▶ **Assignment**: When a line in the entries contains the word "wall", copy that line in full.

▶ **Source information**:
=-=-=-=-=
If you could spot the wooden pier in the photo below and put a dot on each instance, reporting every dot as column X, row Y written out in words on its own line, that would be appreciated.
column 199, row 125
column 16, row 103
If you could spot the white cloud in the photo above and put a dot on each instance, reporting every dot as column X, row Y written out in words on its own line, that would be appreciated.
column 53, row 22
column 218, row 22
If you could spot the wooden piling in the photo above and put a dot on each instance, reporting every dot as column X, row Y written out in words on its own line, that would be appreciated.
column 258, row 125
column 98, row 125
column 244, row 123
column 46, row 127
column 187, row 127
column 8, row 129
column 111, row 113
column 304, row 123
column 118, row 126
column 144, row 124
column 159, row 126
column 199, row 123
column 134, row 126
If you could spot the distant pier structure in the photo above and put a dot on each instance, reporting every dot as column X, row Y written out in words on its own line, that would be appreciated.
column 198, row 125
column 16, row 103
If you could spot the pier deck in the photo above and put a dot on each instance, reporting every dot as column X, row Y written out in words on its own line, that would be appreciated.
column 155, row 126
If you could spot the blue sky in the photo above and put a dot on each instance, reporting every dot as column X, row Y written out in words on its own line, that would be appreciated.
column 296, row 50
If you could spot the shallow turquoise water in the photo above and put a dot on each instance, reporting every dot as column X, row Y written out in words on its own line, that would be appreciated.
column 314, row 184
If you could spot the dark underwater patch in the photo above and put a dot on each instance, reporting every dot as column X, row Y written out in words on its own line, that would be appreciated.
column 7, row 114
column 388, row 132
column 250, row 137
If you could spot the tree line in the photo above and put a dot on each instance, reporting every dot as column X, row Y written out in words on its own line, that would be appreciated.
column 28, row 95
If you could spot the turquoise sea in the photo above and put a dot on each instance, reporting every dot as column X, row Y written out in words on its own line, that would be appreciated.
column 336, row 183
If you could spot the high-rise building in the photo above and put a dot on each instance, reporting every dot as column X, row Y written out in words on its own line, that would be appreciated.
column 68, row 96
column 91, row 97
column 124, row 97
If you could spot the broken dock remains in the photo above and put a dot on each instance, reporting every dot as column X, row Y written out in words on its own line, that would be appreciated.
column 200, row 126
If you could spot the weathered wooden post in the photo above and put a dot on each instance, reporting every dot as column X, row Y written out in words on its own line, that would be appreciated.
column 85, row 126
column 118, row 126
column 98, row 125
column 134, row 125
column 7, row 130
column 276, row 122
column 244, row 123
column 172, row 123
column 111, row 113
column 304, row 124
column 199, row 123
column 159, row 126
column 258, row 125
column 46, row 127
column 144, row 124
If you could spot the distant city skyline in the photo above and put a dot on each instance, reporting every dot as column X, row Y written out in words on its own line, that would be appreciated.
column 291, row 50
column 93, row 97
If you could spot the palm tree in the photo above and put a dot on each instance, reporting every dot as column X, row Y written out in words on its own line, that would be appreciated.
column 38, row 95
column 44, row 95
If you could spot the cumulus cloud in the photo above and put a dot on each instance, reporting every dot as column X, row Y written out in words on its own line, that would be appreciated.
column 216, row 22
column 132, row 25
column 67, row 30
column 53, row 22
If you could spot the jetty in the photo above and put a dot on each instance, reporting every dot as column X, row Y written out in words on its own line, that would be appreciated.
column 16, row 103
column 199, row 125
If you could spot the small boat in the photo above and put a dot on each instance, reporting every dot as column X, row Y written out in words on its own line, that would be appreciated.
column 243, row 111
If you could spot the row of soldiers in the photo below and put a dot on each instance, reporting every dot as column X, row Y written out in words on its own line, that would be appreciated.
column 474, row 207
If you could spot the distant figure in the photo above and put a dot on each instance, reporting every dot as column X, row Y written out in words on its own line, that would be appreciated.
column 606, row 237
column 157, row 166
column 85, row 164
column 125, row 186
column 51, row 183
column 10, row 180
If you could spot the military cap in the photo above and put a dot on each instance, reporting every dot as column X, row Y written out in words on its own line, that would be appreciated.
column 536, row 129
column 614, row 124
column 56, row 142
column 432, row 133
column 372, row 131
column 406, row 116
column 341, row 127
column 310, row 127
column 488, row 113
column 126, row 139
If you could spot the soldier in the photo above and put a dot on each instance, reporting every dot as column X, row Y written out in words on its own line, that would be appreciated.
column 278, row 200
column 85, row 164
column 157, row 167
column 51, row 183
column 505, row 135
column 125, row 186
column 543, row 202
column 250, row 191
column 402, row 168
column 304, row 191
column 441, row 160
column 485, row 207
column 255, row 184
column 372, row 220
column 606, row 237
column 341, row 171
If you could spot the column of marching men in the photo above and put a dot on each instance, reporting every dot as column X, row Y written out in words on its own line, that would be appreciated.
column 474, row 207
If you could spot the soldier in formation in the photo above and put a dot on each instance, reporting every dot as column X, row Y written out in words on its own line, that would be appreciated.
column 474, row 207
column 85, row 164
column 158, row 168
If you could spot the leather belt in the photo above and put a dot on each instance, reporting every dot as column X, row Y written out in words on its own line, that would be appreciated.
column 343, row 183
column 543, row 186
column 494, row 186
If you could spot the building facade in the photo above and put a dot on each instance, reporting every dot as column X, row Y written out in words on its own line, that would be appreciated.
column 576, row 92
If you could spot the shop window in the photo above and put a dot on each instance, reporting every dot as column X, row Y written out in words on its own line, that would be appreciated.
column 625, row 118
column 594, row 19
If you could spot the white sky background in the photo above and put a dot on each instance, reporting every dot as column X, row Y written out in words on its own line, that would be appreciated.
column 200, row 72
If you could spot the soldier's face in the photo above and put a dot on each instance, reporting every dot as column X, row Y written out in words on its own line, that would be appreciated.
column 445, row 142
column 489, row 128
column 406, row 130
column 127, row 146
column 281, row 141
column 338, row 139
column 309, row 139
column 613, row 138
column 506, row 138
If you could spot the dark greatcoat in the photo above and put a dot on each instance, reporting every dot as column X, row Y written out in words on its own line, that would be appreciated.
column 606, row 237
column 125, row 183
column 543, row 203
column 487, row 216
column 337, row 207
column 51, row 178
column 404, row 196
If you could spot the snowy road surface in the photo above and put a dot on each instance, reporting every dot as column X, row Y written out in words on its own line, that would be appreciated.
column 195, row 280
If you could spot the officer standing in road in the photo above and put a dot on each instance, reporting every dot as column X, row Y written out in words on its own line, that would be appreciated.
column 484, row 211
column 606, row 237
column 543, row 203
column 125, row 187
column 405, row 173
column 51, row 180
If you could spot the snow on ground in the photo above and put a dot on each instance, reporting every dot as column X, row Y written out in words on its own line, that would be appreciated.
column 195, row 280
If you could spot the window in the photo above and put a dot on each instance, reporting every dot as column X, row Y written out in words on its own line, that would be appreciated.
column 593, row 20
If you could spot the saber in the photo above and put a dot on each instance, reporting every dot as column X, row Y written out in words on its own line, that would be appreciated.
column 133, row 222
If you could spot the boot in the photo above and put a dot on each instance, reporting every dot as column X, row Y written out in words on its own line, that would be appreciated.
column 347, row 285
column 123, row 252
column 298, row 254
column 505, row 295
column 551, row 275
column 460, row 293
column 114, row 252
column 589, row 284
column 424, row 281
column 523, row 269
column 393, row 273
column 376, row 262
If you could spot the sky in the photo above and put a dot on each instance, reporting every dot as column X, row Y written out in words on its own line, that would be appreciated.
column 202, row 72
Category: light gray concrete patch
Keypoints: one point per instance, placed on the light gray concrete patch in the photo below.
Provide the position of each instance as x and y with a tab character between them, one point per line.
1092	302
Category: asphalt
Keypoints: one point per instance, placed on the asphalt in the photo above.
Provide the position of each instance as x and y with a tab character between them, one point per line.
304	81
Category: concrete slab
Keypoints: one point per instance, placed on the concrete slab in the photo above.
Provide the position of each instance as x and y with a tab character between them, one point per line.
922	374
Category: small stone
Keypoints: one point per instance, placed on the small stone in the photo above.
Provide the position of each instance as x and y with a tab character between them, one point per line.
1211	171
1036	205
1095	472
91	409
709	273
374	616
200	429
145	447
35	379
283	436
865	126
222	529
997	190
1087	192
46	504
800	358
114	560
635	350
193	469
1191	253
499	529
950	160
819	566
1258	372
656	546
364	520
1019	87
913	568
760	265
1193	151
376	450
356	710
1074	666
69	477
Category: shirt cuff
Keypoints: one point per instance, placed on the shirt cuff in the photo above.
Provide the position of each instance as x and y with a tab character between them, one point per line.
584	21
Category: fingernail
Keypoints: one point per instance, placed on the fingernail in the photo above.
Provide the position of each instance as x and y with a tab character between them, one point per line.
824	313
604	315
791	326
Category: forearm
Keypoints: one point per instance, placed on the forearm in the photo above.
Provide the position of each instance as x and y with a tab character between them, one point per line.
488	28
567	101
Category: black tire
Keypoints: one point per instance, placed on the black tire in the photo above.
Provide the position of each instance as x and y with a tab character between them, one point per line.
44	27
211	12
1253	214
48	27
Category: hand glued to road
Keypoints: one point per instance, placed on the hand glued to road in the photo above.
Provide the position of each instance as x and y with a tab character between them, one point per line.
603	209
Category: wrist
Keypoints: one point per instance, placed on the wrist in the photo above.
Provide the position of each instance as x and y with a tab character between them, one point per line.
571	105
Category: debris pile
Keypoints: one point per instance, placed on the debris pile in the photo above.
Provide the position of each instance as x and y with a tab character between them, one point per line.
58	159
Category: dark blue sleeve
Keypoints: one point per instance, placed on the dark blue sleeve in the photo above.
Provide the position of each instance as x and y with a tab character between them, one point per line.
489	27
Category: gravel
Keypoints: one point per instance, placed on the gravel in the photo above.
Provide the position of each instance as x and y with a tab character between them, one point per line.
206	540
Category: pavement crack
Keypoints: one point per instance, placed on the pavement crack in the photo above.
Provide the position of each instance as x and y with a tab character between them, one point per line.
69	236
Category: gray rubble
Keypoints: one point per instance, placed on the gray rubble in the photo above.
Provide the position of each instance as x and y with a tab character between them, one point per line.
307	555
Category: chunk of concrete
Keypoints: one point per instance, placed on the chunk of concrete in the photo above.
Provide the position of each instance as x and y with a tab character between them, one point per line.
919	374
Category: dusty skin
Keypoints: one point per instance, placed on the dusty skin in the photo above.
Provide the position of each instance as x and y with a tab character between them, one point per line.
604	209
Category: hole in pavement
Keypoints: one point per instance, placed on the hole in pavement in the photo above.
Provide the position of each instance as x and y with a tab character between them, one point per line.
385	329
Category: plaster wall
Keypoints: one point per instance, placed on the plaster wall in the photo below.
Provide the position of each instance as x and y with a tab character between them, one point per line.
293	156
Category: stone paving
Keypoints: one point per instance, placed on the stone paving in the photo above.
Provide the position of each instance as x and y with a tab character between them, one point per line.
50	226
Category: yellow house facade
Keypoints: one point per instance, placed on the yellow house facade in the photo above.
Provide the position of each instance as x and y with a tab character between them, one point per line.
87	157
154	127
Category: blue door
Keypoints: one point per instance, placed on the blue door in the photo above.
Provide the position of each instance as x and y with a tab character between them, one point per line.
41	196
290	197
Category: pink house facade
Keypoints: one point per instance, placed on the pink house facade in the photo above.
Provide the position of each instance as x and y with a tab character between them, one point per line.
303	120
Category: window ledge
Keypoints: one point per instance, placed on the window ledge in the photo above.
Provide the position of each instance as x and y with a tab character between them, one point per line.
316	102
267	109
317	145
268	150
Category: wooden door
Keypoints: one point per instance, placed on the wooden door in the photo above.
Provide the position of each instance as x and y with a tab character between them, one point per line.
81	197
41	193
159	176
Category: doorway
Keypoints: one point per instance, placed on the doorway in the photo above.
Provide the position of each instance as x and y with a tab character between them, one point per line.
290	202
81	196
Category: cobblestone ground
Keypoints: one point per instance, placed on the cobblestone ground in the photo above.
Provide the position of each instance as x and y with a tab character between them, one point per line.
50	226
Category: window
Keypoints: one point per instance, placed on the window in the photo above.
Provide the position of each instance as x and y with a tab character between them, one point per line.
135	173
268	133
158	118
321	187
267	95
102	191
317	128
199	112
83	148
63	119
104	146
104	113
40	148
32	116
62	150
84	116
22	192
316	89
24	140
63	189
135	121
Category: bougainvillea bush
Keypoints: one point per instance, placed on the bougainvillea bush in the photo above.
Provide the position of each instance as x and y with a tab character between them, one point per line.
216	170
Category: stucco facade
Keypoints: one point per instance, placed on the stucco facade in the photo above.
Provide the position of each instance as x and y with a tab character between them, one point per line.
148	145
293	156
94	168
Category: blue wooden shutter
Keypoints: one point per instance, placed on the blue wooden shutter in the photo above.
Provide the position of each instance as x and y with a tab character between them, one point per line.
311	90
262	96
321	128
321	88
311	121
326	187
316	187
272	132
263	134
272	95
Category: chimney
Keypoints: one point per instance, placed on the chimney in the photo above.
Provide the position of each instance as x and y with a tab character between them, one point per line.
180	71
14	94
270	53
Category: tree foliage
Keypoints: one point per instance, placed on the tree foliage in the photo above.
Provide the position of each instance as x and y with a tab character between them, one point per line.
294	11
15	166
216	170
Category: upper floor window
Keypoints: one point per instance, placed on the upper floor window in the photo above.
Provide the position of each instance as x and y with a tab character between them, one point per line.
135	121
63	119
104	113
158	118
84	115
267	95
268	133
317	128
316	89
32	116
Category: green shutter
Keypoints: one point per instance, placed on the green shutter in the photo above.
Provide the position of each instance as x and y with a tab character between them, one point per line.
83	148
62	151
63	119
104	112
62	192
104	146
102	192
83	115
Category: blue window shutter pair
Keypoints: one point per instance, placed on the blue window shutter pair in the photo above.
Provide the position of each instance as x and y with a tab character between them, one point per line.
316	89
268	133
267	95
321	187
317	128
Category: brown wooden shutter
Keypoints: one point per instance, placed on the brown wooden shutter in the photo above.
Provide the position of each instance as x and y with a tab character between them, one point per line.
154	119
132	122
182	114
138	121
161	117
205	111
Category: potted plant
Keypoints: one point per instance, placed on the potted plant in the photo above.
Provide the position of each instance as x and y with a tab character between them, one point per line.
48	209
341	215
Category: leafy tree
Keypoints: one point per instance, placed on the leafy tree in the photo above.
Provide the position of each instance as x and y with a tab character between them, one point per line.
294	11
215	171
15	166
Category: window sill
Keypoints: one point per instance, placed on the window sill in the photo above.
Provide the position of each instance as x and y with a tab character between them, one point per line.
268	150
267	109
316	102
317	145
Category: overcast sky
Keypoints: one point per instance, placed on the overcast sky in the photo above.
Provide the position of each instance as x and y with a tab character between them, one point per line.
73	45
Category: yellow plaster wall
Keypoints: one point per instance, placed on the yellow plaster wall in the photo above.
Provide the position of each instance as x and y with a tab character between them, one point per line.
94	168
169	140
=-=-=-=-=
▶ **Reply to the exercise**:
Category: plaster wall
Keypoints: one point per instance, placed on the plaster wall in the photo below.
Category: yellow plaster wall
Keypoints: one point per instance, placed on the yellow plaster wall in the photo above.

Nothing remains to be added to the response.